====== RECORDED INFORMATION
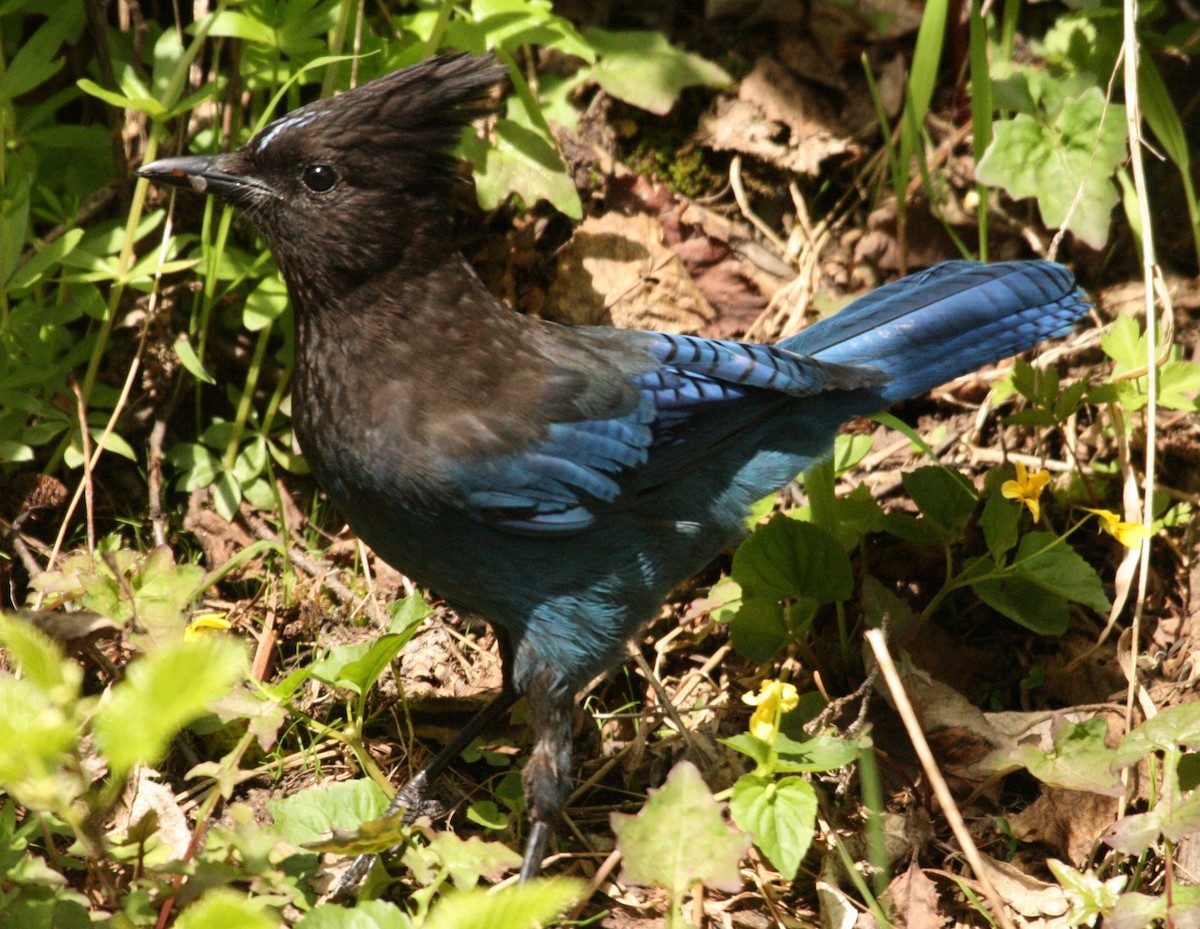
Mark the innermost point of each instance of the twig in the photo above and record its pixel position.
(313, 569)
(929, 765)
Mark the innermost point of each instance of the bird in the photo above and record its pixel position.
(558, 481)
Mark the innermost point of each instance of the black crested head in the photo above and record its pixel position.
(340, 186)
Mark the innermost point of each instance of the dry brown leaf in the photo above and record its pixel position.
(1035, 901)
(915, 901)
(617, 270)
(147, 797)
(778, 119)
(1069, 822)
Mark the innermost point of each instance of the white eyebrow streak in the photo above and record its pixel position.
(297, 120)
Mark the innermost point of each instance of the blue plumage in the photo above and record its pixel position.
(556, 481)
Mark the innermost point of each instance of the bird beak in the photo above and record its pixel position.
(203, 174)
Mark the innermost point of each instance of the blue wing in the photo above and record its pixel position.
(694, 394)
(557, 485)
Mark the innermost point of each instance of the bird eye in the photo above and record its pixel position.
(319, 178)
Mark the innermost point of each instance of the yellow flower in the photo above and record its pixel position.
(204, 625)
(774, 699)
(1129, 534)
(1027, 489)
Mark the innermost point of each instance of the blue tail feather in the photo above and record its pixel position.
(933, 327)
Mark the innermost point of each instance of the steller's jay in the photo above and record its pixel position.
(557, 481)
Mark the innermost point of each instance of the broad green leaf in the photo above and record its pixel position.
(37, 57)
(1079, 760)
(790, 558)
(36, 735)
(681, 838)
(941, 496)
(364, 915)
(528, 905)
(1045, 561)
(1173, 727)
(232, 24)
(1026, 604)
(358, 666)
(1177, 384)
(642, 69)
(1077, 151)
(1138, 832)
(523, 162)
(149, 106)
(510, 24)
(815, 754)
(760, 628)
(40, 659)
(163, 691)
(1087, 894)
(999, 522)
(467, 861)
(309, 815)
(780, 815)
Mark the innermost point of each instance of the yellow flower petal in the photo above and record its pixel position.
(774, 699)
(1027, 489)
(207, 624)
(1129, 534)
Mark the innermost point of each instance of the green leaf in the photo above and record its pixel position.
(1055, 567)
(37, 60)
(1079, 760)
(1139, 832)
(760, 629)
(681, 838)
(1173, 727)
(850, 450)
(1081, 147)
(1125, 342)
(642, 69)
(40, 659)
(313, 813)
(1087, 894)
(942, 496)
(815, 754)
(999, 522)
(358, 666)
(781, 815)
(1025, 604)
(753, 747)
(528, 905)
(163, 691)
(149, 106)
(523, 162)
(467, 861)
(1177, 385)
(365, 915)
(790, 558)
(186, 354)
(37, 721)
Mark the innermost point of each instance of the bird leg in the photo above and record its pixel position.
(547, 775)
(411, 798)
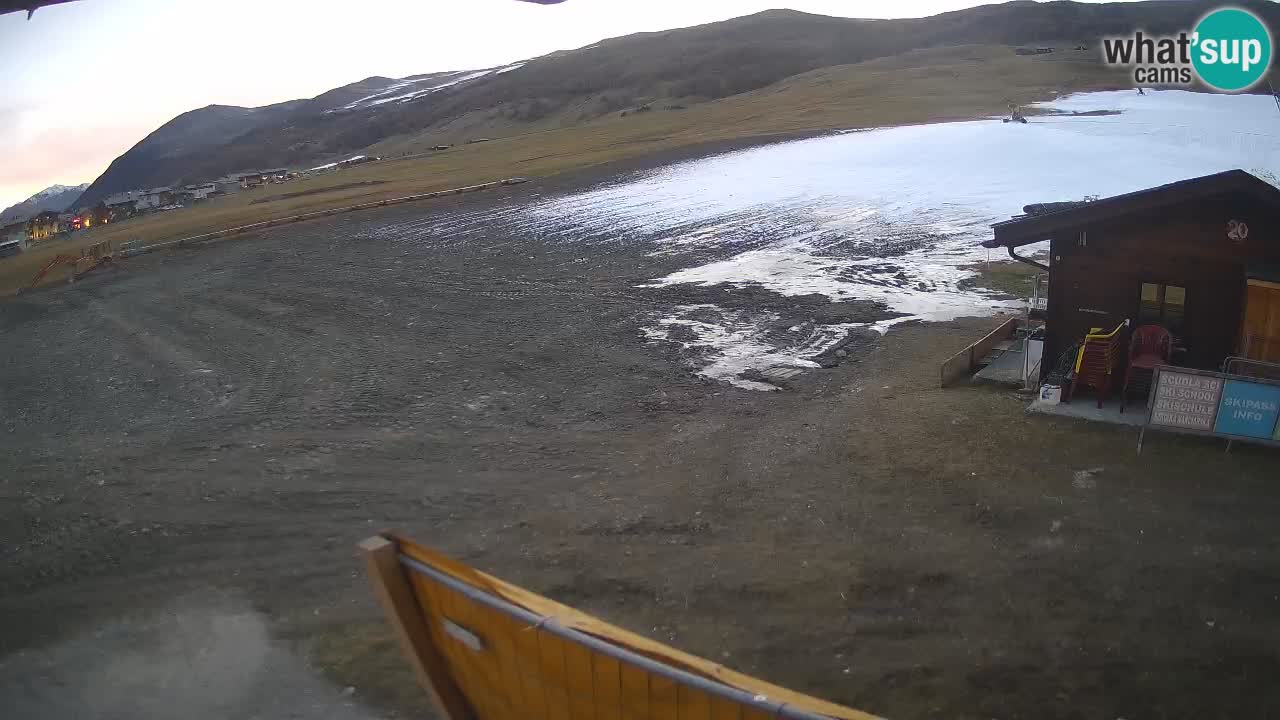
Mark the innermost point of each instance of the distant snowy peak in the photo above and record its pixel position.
============
EXERCISE GOAL: Please write out every record above exactly, but leave the pictures out.

SOLUTION TO THE EXERCISE:
Mark the innermost point of each instance of the twig in the photo above and record its pixel position.
(313, 569)
(929, 765)
Mark the innermost point of each instance of the bird in the photo above and record its pixel position.
(558, 481)
Mark the innermost point of each instance of the black crested head in the photo above and record its pixel position.
(340, 186)
Mark the innermost point of each instance of the dry brown leaf in the photo above and record its pixel position.
(1035, 901)
(915, 901)
(617, 270)
(147, 797)
(778, 119)
(1069, 822)
Mark the innermost point of each instance of the white eyebrow streak in the photo above and record its pixel position.
(297, 120)
Mark the innermost point of each instance of the blue plumage in the photo above and record its pixel position.
(556, 481)
Mark the innermost point of each instance of the bird beak in the photo above and record its pixel position.
(203, 174)
Mark the innermost point of each instance of the blue wing in the photo above and record its pixel position.
(694, 394)
(557, 485)
Mark the innermost point of each instance of the bird eye in the photo above and record its pixel position.
(319, 178)
Mark the innermost point of each instance of the yellow flower in the photo above and record its pixel position.
(204, 625)
(774, 699)
(1129, 534)
(1027, 489)
Mark the innermost point of each instance of the blue tail feather in the photo above and record its pixel position.
(933, 327)
Mark the innermost point of each instance of the steller's jay in the photo above and record its pixel position.
(557, 481)
Mark the innermost point of each instance of the broad green leaf in the photo above and record its pixel position.
(37, 57)
(1079, 760)
(790, 558)
(36, 735)
(681, 838)
(941, 496)
(364, 915)
(528, 905)
(1045, 561)
(1173, 727)
(232, 24)
(1026, 604)
(358, 666)
(1177, 384)
(642, 69)
(1077, 151)
(1138, 832)
(523, 162)
(149, 106)
(510, 24)
(815, 754)
(760, 628)
(40, 659)
(163, 691)
(1087, 894)
(999, 522)
(467, 861)
(309, 815)
(780, 815)
Mark the innermost point of each instance of the yellow flower petal in the photo above and record its pixel position.
(774, 699)
(1027, 489)
(207, 624)
(1129, 534)
Mark the innermost point of each instance of the green leaf in the photo above and record its pixel position.
(1055, 567)
(37, 60)
(1079, 760)
(1139, 832)
(760, 629)
(681, 838)
(1173, 727)
(850, 450)
(1081, 147)
(1125, 342)
(642, 69)
(40, 659)
(313, 813)
(1087, 894)
(942, 496)
(815, 754)
(999, 522)
(358, 666)
(781, 815)
(1025, 604)
(753, 747)
(528, 905)
(163, 691)
(149, 106)
(523, 162)
(467, 861)
(1177, 385)
(365, 915)
(790, 558)
(186, 354)
(37, 721)
Mark the innermost point of each instance of the bird leg in the photo above and record its pixel position.
(547, 775)
(411, 798)
Mark the innermost point of each instance of the distant snowy peak in the photo above and record its pixel position.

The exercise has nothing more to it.